▶ **Auszug zum Lesen**
----------

AN DEN NEUEN BOTSCHAFTER DER REPUBLIK MONTENEGRO, ANTUN SBUTEGA*

Montag, 22. Januar 2007  

  

Herr Botschafter!

Es ist für mich Anlaß zu besonderer Freude, das Schreiben entgegenzunehmen, mit dem Seine Exzellenz Herr Filip Vujanovic, Präsident der Republik Montenegro, Sie als ersten Botschafter beim Apostolischen Stuhl akkreditiert. Seien Sie willkommen! Die heutigen Empfindungen des Nachfolgers Petri haben einen weit in die Zeit zurückreichenden Ursprung und nähren sich von einem Gedächtnis, das einen in den Jahrhunderten nie unterbrochenen Dialog zwischen der montenegrinischen Bevölkerung und dem Bischof von Rom erneut aufnimmt. Durch Sie, Herr Botschafter, möchte ich zunächst dem Herrn Präsidenten der Republik, mit dem ich vor kurzem zusammentreffen konnte, meine aufrichtige Genugtuung aussprechen; gleiches gilt für die anderen Autoritäten des Staates und die ganze Zivilgesellschaft von Montenegro, die in ihrer ethnischen Pluralität einen direkten und herzlichen Dialog mit dem Heiligen Stuhl hat aufnehmen wollen.

Wie Sie wissen, hat die Frohe Botschaft die Lande, die heute die Republik bilden, zu der Sie gehören, schon zu apostolischen Zeiten erreicht. Diese Bande geistlicher Art wurden durch das Apostolat der Benediktinermönche weiter verstärkt, so daß es während des Pontifikats des großen Papstes Gregor VII. zur öffentlichen Anerkennung der Unabhängigkeit des Reiches der Duklja kam, als Fürst Mihailo vom Stuhl Petri die Königsinsignien erhielt. Im Laufe der wechselhaften Ereignisse der Jahrhunderte haben die im heutigen Crna Gora lebenden Völker stets ein dynamisches und freundschaftliches Verhältnis zu ihren Nachbarvölkern bewahrt und auf diese Weise interessante Beiträge zum Leben verschiedener Nationen Europas geleistet, darunter nicht zuletzt Italien, dem sie im vergangenen Jahrhundert sogar eine Königin stellten.

----------

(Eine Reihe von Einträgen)
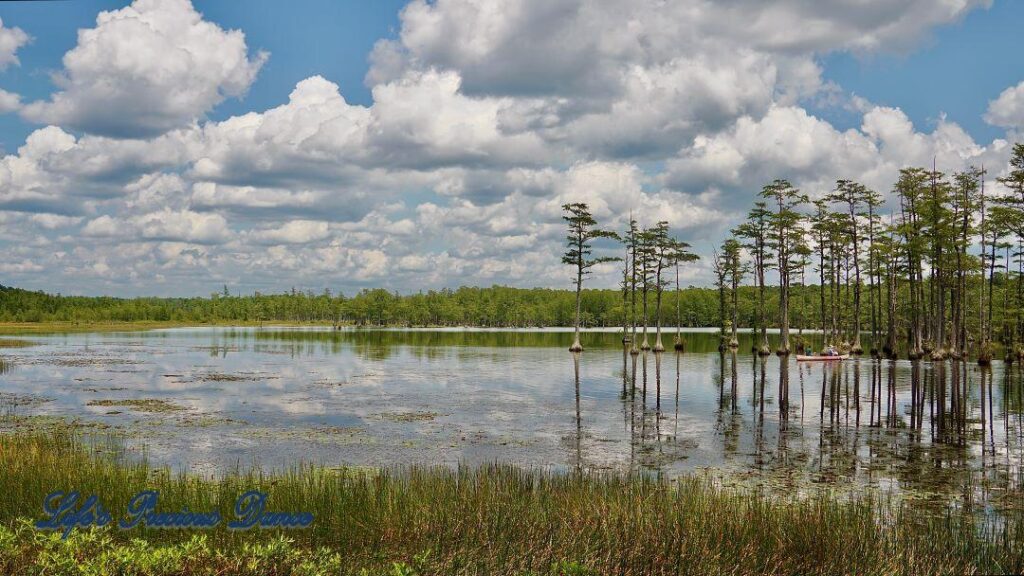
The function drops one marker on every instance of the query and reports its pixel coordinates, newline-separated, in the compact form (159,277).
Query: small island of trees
(925,285)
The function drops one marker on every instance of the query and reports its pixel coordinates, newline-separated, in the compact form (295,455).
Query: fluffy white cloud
(788,142)
(637,78)
(146,69)
(166,224)
(485,118)
(10,40)
(1008,109)
(295,232)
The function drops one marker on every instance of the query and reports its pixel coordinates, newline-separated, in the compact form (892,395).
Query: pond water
(211,399)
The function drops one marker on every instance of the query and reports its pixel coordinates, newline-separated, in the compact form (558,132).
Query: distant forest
(494,306)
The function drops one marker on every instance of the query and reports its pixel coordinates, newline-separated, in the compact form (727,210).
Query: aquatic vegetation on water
(416,416)
(142,405)
(488,520)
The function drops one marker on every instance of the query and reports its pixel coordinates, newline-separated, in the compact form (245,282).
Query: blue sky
(351,144)
(956,72)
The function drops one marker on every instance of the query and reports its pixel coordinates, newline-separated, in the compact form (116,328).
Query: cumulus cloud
(485,117)
(635,78)
(792,144)
(295,232)
(166,224)
(1008,109)
(146,69)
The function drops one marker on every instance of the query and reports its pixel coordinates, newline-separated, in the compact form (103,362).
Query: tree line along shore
(939,275)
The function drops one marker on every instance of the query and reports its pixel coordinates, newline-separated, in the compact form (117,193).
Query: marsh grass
(489,520)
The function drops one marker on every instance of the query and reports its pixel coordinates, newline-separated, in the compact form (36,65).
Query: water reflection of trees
(927,426)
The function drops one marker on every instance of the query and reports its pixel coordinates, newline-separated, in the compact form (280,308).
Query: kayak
(801,358)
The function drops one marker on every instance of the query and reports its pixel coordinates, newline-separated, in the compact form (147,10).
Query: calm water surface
(210,399)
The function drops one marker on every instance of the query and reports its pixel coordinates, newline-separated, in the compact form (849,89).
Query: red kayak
(801,358)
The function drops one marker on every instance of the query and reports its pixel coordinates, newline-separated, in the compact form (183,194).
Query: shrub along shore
(491,520)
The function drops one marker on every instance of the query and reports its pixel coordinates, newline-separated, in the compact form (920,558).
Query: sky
(171,148)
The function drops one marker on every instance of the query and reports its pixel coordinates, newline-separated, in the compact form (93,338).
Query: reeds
(489,520)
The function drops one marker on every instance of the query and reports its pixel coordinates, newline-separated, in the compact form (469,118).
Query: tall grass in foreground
(492,520)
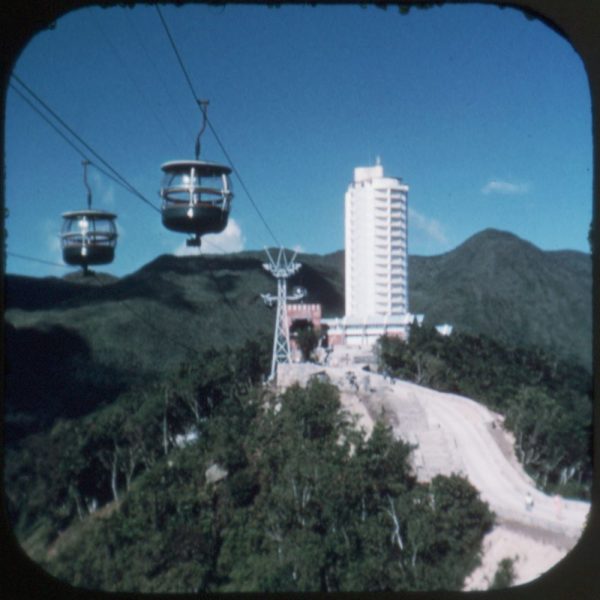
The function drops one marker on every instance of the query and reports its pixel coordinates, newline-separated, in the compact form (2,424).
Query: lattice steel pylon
(281,269)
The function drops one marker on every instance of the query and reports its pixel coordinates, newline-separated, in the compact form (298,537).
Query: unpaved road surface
(453,434)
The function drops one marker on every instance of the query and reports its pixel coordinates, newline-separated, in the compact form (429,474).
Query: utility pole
(281,269)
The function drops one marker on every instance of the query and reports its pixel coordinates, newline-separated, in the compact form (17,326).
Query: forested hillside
(143,451)
(547,402)
(211,483)
(506,288)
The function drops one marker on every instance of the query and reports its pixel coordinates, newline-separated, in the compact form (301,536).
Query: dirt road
(453,434)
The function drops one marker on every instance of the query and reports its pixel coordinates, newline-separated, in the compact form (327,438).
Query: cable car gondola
(88,236)
(196,194)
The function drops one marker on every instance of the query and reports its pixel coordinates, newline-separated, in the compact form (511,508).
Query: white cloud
(432,228)
(507,188)
(230,240)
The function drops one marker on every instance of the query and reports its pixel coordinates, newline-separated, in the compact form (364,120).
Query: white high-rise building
(376,245)
(376,254)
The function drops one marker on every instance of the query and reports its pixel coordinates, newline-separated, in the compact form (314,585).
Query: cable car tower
(281,269)
(196,194)
(88,237)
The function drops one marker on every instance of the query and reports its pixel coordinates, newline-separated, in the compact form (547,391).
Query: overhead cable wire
(157,72)
(123,63)
(214,132)
(116,174)
(67,139)
(33,259)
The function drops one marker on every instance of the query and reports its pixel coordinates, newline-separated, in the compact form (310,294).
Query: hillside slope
(104,334)
(454,434)
(500,285)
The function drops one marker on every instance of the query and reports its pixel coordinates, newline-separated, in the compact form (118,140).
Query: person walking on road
(528,501)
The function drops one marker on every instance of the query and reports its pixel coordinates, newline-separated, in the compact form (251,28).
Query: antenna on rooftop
(281,269)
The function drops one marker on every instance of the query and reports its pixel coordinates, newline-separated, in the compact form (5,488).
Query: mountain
(500,285)
(75,343)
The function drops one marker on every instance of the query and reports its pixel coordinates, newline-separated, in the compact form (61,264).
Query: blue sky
(485,114)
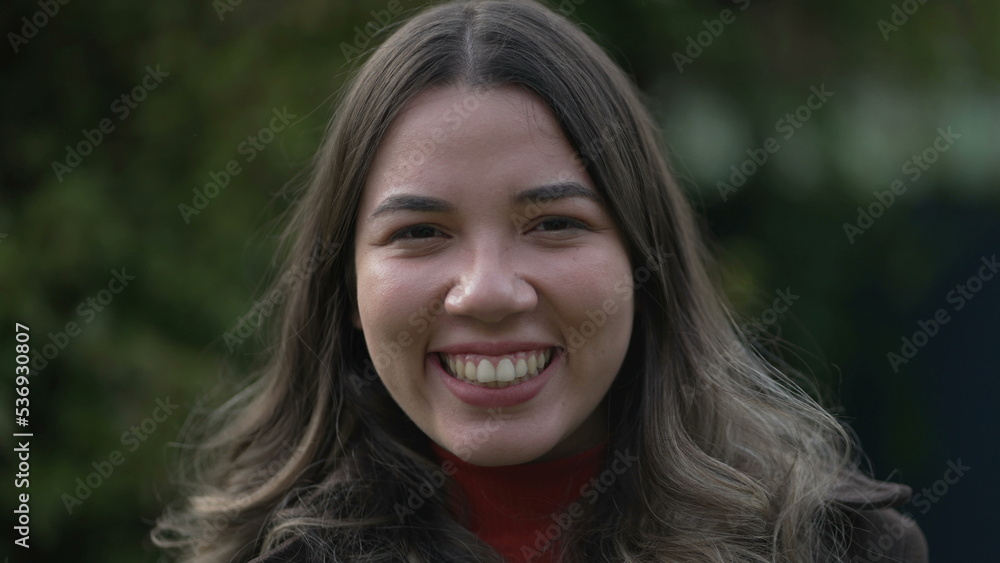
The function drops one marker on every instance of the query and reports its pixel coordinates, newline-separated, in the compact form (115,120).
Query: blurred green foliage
(64,232)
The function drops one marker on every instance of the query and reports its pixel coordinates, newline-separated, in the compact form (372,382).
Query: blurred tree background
(116,113)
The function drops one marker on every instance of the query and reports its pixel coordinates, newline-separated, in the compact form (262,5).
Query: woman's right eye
(415,232)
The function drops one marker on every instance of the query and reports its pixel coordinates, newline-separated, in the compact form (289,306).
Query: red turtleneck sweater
(523,510)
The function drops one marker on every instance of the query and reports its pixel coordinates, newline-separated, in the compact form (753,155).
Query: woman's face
(494,291)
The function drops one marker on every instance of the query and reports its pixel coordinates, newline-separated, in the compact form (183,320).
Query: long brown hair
(735,462)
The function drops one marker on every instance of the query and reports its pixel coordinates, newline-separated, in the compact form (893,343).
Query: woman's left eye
(560,224)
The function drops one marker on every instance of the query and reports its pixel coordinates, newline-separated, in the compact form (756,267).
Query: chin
(493,449)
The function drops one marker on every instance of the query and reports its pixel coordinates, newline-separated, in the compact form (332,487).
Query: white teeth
(486,372)
(510,370)
(505,370)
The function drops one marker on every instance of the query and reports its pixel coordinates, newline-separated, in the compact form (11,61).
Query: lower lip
(494,397)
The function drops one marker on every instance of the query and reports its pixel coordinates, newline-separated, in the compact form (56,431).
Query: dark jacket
(876,531)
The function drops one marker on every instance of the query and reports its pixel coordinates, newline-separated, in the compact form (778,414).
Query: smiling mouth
(497,371)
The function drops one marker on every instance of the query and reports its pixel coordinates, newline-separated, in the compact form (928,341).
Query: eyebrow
(540,194)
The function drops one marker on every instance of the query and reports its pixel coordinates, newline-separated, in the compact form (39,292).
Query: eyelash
(399,235)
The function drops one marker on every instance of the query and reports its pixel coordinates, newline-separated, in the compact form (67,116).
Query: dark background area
(225,69)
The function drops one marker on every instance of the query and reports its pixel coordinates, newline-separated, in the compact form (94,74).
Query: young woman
(506,344)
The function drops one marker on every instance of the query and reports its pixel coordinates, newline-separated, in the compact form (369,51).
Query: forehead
(503,136)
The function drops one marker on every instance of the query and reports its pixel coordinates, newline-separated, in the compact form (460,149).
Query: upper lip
(493,348)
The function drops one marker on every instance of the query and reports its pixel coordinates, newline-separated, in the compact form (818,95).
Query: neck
(514,508)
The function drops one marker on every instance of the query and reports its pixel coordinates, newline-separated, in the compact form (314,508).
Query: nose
(489,288)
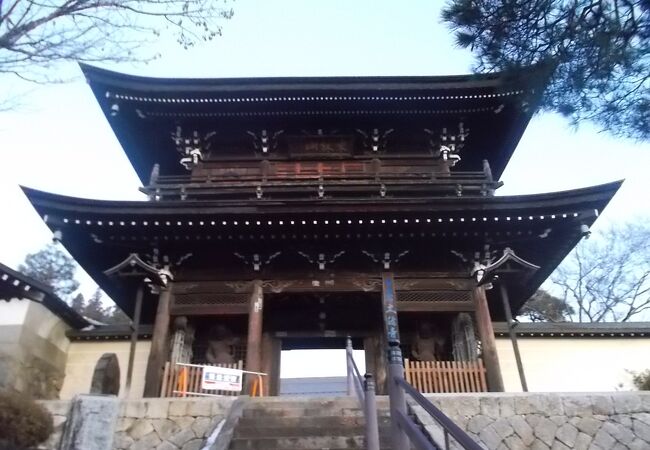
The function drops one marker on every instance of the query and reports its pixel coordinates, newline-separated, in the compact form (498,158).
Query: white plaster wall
(13,312)
(574,365)
(83,355)
(45,324)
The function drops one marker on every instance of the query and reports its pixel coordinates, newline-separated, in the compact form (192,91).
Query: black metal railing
(365,390)
(405,428)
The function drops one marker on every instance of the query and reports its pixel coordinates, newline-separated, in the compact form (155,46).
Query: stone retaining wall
(156,423)
(607,421)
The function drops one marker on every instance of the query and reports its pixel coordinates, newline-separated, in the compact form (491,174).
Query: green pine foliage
(594,54)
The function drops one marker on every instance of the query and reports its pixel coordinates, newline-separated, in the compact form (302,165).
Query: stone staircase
(304,423)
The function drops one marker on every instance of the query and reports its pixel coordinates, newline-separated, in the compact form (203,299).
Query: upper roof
(14,284)
(144,111)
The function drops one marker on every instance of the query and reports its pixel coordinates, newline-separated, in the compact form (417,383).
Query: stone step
(313,430)
(273,421)
(305,443)
(307,411)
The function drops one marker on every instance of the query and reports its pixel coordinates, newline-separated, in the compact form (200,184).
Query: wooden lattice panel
(434,296)
(211,299)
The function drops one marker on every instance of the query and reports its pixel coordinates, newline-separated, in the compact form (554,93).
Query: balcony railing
(315,184)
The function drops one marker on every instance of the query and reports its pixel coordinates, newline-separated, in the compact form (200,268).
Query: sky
(57,139)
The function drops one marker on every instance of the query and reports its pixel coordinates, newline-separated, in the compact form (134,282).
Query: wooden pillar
(254,342)
(513,336)
(488,343)
(135,328)
(159,345)
(271,351)
(375,348)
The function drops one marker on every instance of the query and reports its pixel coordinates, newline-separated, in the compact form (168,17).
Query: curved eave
(14,284)
(96,75)
(88,220)
(598,196)
(149,109)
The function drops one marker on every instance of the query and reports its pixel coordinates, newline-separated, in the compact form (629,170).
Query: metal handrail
(448,426)
(365,389)
(356,377)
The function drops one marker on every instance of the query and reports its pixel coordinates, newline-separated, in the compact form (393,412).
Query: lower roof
(541,228)
(575,329)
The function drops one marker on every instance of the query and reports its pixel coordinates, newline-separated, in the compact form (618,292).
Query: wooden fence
(446,376)
(172,380)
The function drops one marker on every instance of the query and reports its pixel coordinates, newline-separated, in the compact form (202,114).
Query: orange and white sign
(221,378)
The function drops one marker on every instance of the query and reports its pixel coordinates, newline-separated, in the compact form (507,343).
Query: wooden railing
(445,376)
(178,379)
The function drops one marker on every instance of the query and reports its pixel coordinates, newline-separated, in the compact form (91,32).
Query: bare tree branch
(607,278)
(36,34)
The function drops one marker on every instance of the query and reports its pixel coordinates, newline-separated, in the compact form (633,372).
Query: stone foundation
(157,423)
(619,420)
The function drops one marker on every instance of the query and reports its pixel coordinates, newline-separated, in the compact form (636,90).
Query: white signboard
(221,378)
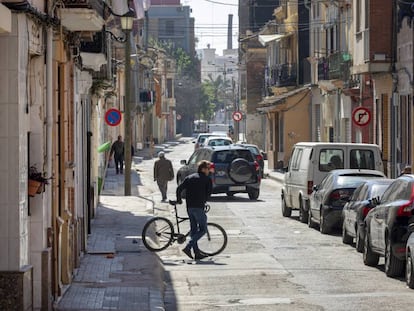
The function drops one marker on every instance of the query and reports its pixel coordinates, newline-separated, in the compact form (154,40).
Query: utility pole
(127,23)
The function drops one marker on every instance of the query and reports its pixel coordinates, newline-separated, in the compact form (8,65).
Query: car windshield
(227,156)
(353,180)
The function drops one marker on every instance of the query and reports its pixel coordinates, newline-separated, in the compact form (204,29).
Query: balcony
(83,15)
(283,75)
(323,69)
(339,66)
(93,52)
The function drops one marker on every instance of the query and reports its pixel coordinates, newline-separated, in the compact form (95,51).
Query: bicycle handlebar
(206,206)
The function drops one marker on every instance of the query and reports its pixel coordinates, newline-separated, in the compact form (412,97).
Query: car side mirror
(375,201)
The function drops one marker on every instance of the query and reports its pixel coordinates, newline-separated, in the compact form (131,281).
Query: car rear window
(227,156)
(331,159)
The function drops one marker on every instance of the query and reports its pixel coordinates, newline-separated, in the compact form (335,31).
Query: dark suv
(233,169)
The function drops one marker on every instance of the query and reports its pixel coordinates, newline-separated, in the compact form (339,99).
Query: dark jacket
(117,148)
(163,169)
(197,187)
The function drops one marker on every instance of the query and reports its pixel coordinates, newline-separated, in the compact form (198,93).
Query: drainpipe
(49,114)
(394,101)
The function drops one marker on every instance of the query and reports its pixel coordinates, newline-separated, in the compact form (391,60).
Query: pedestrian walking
(163,173)
(117,150)
(198,189)
(406,170)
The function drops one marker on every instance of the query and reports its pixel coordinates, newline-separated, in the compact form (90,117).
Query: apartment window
(366,14)
(169,28)
(169,88)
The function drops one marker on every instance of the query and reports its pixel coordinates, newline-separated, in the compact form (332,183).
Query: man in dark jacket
(117,150)
(163,173)
(198,188)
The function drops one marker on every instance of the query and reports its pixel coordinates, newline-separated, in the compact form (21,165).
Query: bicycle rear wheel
(214,241)
(157,234)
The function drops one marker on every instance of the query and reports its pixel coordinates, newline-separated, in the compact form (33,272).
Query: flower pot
(33,187)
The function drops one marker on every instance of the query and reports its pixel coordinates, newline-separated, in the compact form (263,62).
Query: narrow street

----------

▶ **Schriftliche Aufgaben**
• A. Beantworten Sie zur Ansprache an den neuen Botschafter Montenegros diese Fragen kurz:
(i) Wer akkreditiert den Botschafter mit seinem Schreiben beim Apostolischen Stuhl?
(ii) Während des Pontifikats welchen Papstes wurde die Unabhängigkeit des Reiches der Duklja öffentlich anerkannt?
(iii) Wen stellten die im heutigen Crna Gora lebenden Völker Italien im vergangenen Jahrhundert?
• B. Greifen Sie die Ansprache an den neuen Botschafter Montenegros nach ihrem letzten Satz auf und schreiben Sie sie weiter.
Die Einträge stammen aus einer anderen Quelle als der Text.

▶ **Antworten je Aufgabe**
• A.
(i) Filip Vujanovic, der Präsident der Republik Montenegro.
(ii) Während des Pontifikats von Papst Gregor VII.
(iii) Eine Königin.

• B.
Die alten Dokumente sprechen von einem fruchtbaren Dialog zwischen dem Apostolischen Stuhl und Fürst Nikola von Montenegro; dieser Dialog führte 1886 zum Abschluß eines Abkommens, durch das für die geistlichen Bedürfnisse der katholischen Bürger gesorgt wurde, die von der damaligen Hauptstadt Cetinje abhingen. Die Weitsicht der von diesem Staatsoberhaupt gefaßten Beschlüsse in bezug auf die Anerkennung der Rechte eines Teils seiner Mitbürger löst heute noch unsere Bewunderung aus und hebt die Notwendigkeit hervor, die objektiven Anforderungen der religiösen Praxis eines jeden Menschen gebührend zu berücksichtigen. Jedem Katholiken sind die Vorrechte des Staates wohl bekannt, gleichzeitig aber ist er sich ebenso seiner Pflichten gegenüber den Geboten des Evangeliums bewußt. Herr Botschafter, denkt man über die vergangenen Jahrhunderte nach, als die evangelische Heilsbotschaft das Gebiet von Montenegro erreichte und die östliche und westliche Tradition umfaßte, so kennzeichnete sich Ihr Vaterland immer als bevorzugter Ort jener ökumenischen Begegnung, die sich alle wünschen. Auch die Begegnung zwischen Christen und Muslimen fand in Montenegro überzeugende Formen der Verwirklichung.

Man muß auf diesem Weg vorangehen, und die Kirche hofft, daß auf ihm alle zusammenkommen, um ihre Bemühungen im Dienst des angeborenen Adels des Menschen zu vereinen. Die Kirche betrachtet dies in der Tat als einen bedeutenden Teil ihres Auftrags im Dienst am Menschen in der Gesamtheit seines Denkens, Tuns und Planens unter Achtung der Traditionen, die ein Land als solches identifizieren. Ich bin sicher, daß Montenegro es auf europäischer Ebene nicht an einem aktiven Beitrag sowohl im zivilen als auch im politischen, sozialen, kulturellen und religiösen Bereich fehlen lassen wird.

Eine der Prioritäten, über die die neue unabhängige, von Ihnen vertretene Republik gegenwärtig mit Sicherheit nachdenkt, ist die Stärkung des Rechtsstaats in den unterschiedlichen Bereichen des öffentlichen Lebens durch das Ergreifen von Maßnahmen, die den tatsächlichen Genuß all jener Rechte gewährleisten, die in den grundlegenden Gesetzen des Staates vorgesehen sind. Dies wird in den Bürgern das Wachstum des sozialen Vertrauens fördern, und es wird ihnen ermöglicht, sich frei zu fühlen, ihre gerechtfertigten Ziele zu verfolgen, dies sowohl als einzelne als auch im Rahmen der Gemeinschaften, zu denen sie sich ihrem Entschluß folgend zusammengeschlossen haben. Das wird sich dann in eine allgemeine Reifung in der Kultur der Legalität umsetzen.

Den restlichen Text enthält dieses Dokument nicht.